──────── Provided entries ────────
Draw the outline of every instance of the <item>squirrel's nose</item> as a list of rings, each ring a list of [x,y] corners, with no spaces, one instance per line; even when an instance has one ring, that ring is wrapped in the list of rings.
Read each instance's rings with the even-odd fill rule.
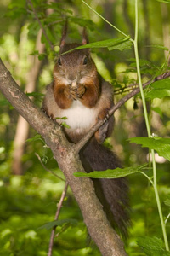
[[[74,80],[76,80],[76,76],[74,73],[70,73],[67,78],[69,80],[74,81]]]

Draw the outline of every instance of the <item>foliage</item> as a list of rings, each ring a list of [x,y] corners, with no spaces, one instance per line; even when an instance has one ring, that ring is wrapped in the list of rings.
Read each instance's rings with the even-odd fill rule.
[[[167,15],[167,20],[162,19],[164,8],[167,12],[170,10],[170,5],[167,4],[168,2],[139,1],[139,67],[144,83],[149,79],[153,80],[168,69],[169,49],[165,35],[162,37],[162,30],[168,26],[170,18]],[[105,79],[114,81],[115,90],[118,93],[116,101],[132,89],[132,84],[138,82],[137,64],[130,41],[134,32],[133,1],[105,3],[99,0],[98,3],[88,1],[90,6],[104,17],[108,15],[107,20],[116,27],[119,27],[126,35],[131,34],[123,38],[118,31],[108,26],[80,1],[49,3],[36,0],[31,3],[38,19],[35,18],[29,1],[6,0],[0,3],[0,55],[23,89],[32,65],[31,57],[38,55],[42,67],[37,81],[36,92],[29,94],[29,96],[33,96],[36,104],[41,106],[44,86],[51,82],[54,58],[59,51],[57,45],[65,18],[69,20],[69,38],[71,41],[81,41],[80,26],[86,26],[88,28],[92,43],[88,47],[92,48],[99,70],[102,69],[102,74],[106,73]],[[126,3],[128,9],[125,8]],[[53,12],[47,15],[48,8]],[[110,10],[110,14],[108,14],[108,10]],[[40,53],[35,46],[41,28],[38,20],[47,33],[47,37],[42,33],[41,38],[46,48],[43,53]],[[54,45],[54,53],[47,38],[51,45]],[[108,51],[107,48],[113,51]],[[123,175],[126,172],[127,174],[133,173],[129,176],[133,227],[127,246],[128,253],[132,256],[169,255],[162,240],[154,189],[150,183],[147,183],[148,180],[144,177],[147,175],[149,181],[153,181],[151,165],[144,172],[141,171],[148,161],[147,157],[150,158],[149,150],[137,145],[142,144],[150,150],[154,149],[164,157],[163,162],[159,162],[159,158],[156,159],[158,161],[157,188],[167,236],[170,237],[169,81],[167,79],[152,83],[144,91],[150,126],[156,136],[146,137],[141,100],[137,96],[116,113],[113,138],[108,140],[109,143],[114,145],[114,150],[126,167],[121,171],[122,174],[123,172]],[[13,140],[18,115],[3,96],[0,96],[0,253],[4,256],[47,255],[51,228],[57,224],[54,255],[100,255],[94,246],[90,247],[87,242],[87,230],[71,191],[64,201],[59,221],[54,222],[56,203],[65,183],[48,173],[34,153],[41,155],[48,169],[54,170],[61,177],[63,175],[49,149],[38,136],[35,136],[32,130],[30,131],[30,137],[33,139],[26,143],[22,157],[23,175],[11,173]],[[65,123],[63,122],[63,125]],[[129,143],[128,139],[136,144]],[[120,170],[115,172],[120,174]],[[114,175],[112,171],[110,172]],[[95,172],[93,174],[95,175]],[[105,172],[105,177],[106,174]],[[149,237],[144,237],[146,234]]]

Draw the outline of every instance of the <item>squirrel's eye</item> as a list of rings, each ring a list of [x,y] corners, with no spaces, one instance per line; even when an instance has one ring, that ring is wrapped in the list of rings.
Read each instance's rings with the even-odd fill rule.
[[[85,57],[84,60],[83,60],[83,65],[86,65],[88,63],[88,58]]]
[[[58,64],[59,64],[60,66],[62,65],[62,63],[61,63],[61,59],[60,59],[60,58],[58,59],[57,62],[58,62]]]

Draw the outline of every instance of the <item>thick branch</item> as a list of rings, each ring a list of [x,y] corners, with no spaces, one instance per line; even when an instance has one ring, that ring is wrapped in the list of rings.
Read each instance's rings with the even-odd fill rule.
[[[77,170],[84,172],[74,147],[68,143],[61,128],[34,106],[31,101],[20,90],[1,60],[0,90],[20,114],[43,137],[52,149],[54,156],[79,204],[88,232],[102,255],[127,255],[122,241],[111,228],[102,206],[96,197],[93,182],[89,178],[74,176],[74,172]]]

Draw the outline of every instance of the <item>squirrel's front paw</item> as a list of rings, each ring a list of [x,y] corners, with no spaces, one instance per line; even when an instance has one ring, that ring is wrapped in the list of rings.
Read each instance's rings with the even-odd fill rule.
[[[86,88],[82,84],[79,84],[76,88],[76,95],[78,98],[81,98],[85,93]]]
[[[95,132],[95,138],[99,143],[103,143],[105,139],[107,137],[107,131],[109,127],[109,112],[108,109],[105,108],[102,112],[100,112],[98,119],[104,120],[104,124],[99,127],[99,129]]]
[[[71,97],[74,100],[80,99],[84,94],[86,89],[82,84],[76,84],[76,86],[73,86],[72,84],[70,87]]]

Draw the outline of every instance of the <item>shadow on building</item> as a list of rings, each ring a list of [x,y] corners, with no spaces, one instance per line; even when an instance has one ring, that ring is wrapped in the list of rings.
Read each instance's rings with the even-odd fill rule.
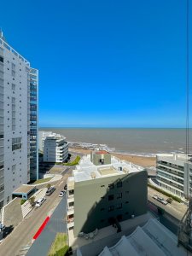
────────
= What you should do =
Reproduce all the entries above, substituting "nonzero fill rule" for every occurrence of "even-odd fill rule" and leaving everything else unchanged. Omit the pictures from your reply.

= Response to the exercise =
Draw the outline of every instance of the <item>squirrel's nose</item> as a list of rings, each ring a list of [x,y] corners, with no spaces, one instance per line; even when an instance has one ring, that ring is wrapped in the list of rings.
Read each instance's rings with the nonzero fill rule.
[[[74,80],[76,80],[76,76],[74,73],[70,73],[67,78],[69,80],[74,81]]]

Draw the outline of every instance of the <item>foliage</item> as a list of rings, each ring a list of [x,y] corners, with no spaces, one instance per line; even when an instance has one ring, that ring is wrapped in the list of rings.
Read each instance's rings with the nonzero fill rule.
[[[167,15],[167,20],[162,19],[164,8],[167,12],[170,10],[170,5],[167,4],[168,2],[139,1],[139,67],[144,83],[149,79],[153,80],[168,69],[169,49],[165,35],[162,37],[162,30],[168,26],[170,18]],[[105,79],[114,81],[115,90],[118,93],[116,101],[132,89],[132,84],[138,82],[137,64],[130,41],[134,32],[133,1],[105,3],[99,0],[98,3],[88,1],[90,6],[104,17],[108,15],[107,20],[116,27],[119,27],[126,35],[131,34],[123,38],[118,31],[108,26],[80,1],[49,3],[36,0],[31,3],[38,19],[35,18],[29,1],[6,0],[0,3],[0,55],[23,89],[32,65],[31,57],[38,55],[42,67],[37,81],[36,92],[29,94],[29,96],[33,96],[36,104],[41,106],[44,86],[51,82],[54,58],[59,51],[57,45],[65,18],[69,20],[69,38],[71,41],[81,41],[80,26],[86,26],[88,28],[92,43],[88,47],[92,48],[99,70],[102,69],[102,74],[106,73]],[[126,3],[128,9],[125,8]],[[53,12],[47,15],[48,8]],[[110,10],[110,14],[108,14],[108,10]],[[40,53],[35,46],[41,28],[38,20],[47,33],[47,37],[42,33],[41,38],[46,48],[43,53]],[[54,45],[54,53],[47,38],[51,45]],[[108,51],[107,48],[113,51]],[[123,175],[126,172],[127,174],[133,173],[129,176],[133,227],[127,246],[128,253],[132,256],[169,255],[162,240],[154,189],[150,183],[147,183],[148,180],[144,177],[147,175],[149,181],[153,181],[151,165],[144,172],[141,171],[148,161],[147,157],[150,158],[149,150],[137,145],[142,144],[150,150],[154,149],[164,157],[163,162],[159,162],[159,158],[156,159],[158,161],[157,188],[167,236],[170,237],[169,81],[167,79],[152,83],[144,91],[150,126],[156,136],[146,137],[141,100],[137,96],[116,113],[113,138],[108,140],[109,143],[114,145],[114,150],[126,167],[121,171],[122,174],[123,172]],[[13,140],[18,115],[3,96],[0,96],[0,253],[4,256],[47,255],[51,228],[57,224],[54,255],[100,255],[94,246],[90,247],[87,242],[87,230],[71,191],[64,201],[59,221],[54,222],[56,203],[65,183],[48,173],[34,153],[41,155],[48,169],[54,170],[61,177],[63,175],[49,149],[38,136],[35,136],[32,130],[30,131],[30,137],[33,139],[26,143],[22,157],[23,175],[11,173]],[[65,123],[63,122],[63,125]],[[129,143],[128,139],[136,144]],[[120,170],[115,172],[120,174]],[[114,175],[112,171],[110,172]],[[95,172],[93,174],[95,175]],[[105,172],[105,177],[106,174]],[[149,237],[144,237],[146,234]]]

Draw the outline of every instance of the <item>squirrel's eye</item> as a list of rings, each ring a list of [x,y] corners, with no spaces, one instance per line; even when an instance has one ring, that ring is wrapped in the list of rings.
Read each instance's rings with the nonzero fill rule.
[[[85,57],[84,60],[83,60],[83,65],[86,65],[88,63],[88,58]]]
[[[58,64],[59,64],[60,66],[62,65],[62,63],[61,63],[61,59],[60,59],[60,58],[58,59],[57,62],[58,62]]]

Draw the outline of every instance of the <item>thick branch</item> as a list of rings, each ring a list of [x,y] corners, with no spaces, one instance per line; even when an instance has one ring, that ring is wrapped in the list of rings.
Read each instance's rings with the nonzero fill rule.
[[[77,170],[84,172],[74,147],[68,143],[61,128],[34,106],[31,101],[20,90],[1,60],[0,90],[20,114],[43,137],[52,149],[54,156],[79,204],[88,232],[102,255],[127,255],[122,241],[111,228],[102,206],[96,197],[93,182],[89,178],[74,176],[74,172]]]

Draw the outline of every instance of the <item>squirrel's front paw</item> as a list of rings, each ring a list of [x,y] corners, with no spaces, one instance per line; even when an instance has one ring, that ring is wrapped in the list of rings.
Read each instance's rings with the nonzero fill rule.
[[[86,88],[82,84],[79,84],[76,88],[76,95],[78,98],[81,98],[85,93]]]
[[[95,132],[95,138],[99,143],[103,143],[105,139],[107,137],[107,131],[109,127],[109,112],[108,109],[105,108],[102,112],[100,112],[98,119],[104,120],[104,124],[99,127],[99,129]]]
[[[71,97],[74,100],[80,99],[84,94],[86,89],[82,84],[76,84],[76,86],[73,86],[72,84],[70,87]]]

Draw the outline of every instance of the <item>shadow on building</item> as a list of rings, each ring a list of [x,y] corners, with no spaces, one instance per line; even when an instance has one ring, that ring is wrapped in the list of rings.
Read each instance's rings with the nonzero fill rule.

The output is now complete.